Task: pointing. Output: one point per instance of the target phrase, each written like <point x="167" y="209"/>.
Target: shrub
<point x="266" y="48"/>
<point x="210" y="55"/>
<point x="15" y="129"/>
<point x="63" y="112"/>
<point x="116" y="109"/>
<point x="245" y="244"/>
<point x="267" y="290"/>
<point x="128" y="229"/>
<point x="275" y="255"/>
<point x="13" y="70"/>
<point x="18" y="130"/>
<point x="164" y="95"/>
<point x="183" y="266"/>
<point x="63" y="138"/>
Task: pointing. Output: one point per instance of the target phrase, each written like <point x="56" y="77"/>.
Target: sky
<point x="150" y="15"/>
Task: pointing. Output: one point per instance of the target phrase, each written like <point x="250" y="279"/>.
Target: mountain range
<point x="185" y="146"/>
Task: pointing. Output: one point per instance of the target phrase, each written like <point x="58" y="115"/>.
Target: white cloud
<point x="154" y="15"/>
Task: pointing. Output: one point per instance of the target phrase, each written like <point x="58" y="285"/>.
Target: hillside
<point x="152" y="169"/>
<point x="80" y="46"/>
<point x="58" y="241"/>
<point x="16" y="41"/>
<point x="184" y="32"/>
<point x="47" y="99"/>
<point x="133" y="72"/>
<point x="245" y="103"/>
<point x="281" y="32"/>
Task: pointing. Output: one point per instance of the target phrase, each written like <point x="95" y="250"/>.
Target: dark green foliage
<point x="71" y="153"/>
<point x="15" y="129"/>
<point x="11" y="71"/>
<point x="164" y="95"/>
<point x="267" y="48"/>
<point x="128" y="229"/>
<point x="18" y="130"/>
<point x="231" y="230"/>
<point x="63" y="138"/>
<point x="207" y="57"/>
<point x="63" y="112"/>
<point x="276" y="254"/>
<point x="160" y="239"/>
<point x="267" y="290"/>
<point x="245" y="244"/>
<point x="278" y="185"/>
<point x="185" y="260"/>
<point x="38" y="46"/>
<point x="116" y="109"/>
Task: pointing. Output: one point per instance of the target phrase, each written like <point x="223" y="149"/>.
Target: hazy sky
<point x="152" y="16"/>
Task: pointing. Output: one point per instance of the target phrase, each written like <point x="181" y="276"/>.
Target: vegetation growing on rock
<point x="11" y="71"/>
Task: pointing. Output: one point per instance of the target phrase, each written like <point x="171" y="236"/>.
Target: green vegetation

- - - - -

■ Written task ■
From the listing above, extract every line exactly as it stands.

■ Exercise answer ■
Task: pointing. Output: one point per instance of the target phrase, each written like <point x="167" y="209"/>.
Target: shrub
<point x="266" y="48"/>
<point x="210" y="55"/>
<point x="15" y="129"/>
<point x="63" y="112"/>
<point x="116" y="109"/>
<point x="245" y="244"/>
<point x="267" y="290"/>
<point x="128" y="229"/>
<point x="275" y="255"/>
<point x="13" y="70"/>
<point x="18" y="130"/>
<point x="164" y="95"/>
<point x="183" y="266"/>
<point x="63" y="138"/>
Task: pointing. Output: one point per instance of the target phrase, each written like <point x="56" y="77"/>.
Target: sky
<point x="150" y="15"/>
Task: pointing. Output: one point per instance of the target phrase, each written like <point x="250" y="279"/>.
Target: mountain range
<point x="185" y="146"/>
Task: pointing. Output: one point per instance of the target phrase, each written like <point x="58" y="115"/>.
Target: white cloud
<point x="154" y="15"/>
Task: pointing. Output: one point per instance of the target phrase, each written like <point x="58" y="285"/>.
Target: hillside
<point x="152" y="169"/>
<point x="80" y="46"/>
<point x="58" y="241"/>
<point x="16" y="41"/>
<point x="184" y="32"/>
<point x="47" y="99"/>
<point x="133" y="72"/>
<point x="245" y="103"/>
<point x="281" y="32"/>
Task: pointing. Output: one point per instance of the target phrase, each written like <point x="95" y="250"/>.
Target: dark green foliage
<point x="71" y="153"/>
<point x="15" y="129"/>
<point x="11" y="71"/>
<point x="164" y="95"/>
<point x="267" y="48"/>
<point x="128" y="229"/>
<point x="18" y="130"/>
<point x="231" y="230"/>
<point x="63" y="138"/>
<point x="207" y="57"/>
<point x="63" y="112"/>
<point x="276" y="254"/>
<point x="160" y="239"/>
<point x="267" y="290"/>
<point x="245" y="244"/>
<point x="278" y="185"/>
<point x="185" y="260"/>
<point x="38" y="46"/>
<point x="116" y="109"/>
Task: pointing. Output: one point per instance of the target phrase, each written like <point x="223" y="149"/>.
Target: hazy sky
<point x="152" y="16"/>
Task: pointing. Output: one point per instance of the target phrase, each written like <point x="181" y="276"/>.
Target: vegetation growing on rock
<point x="11" y="71"/>
Task: pointing. Output: one point per instance of the target phrase, each written like <point x="171" y="236"/>.
Target: green vegetation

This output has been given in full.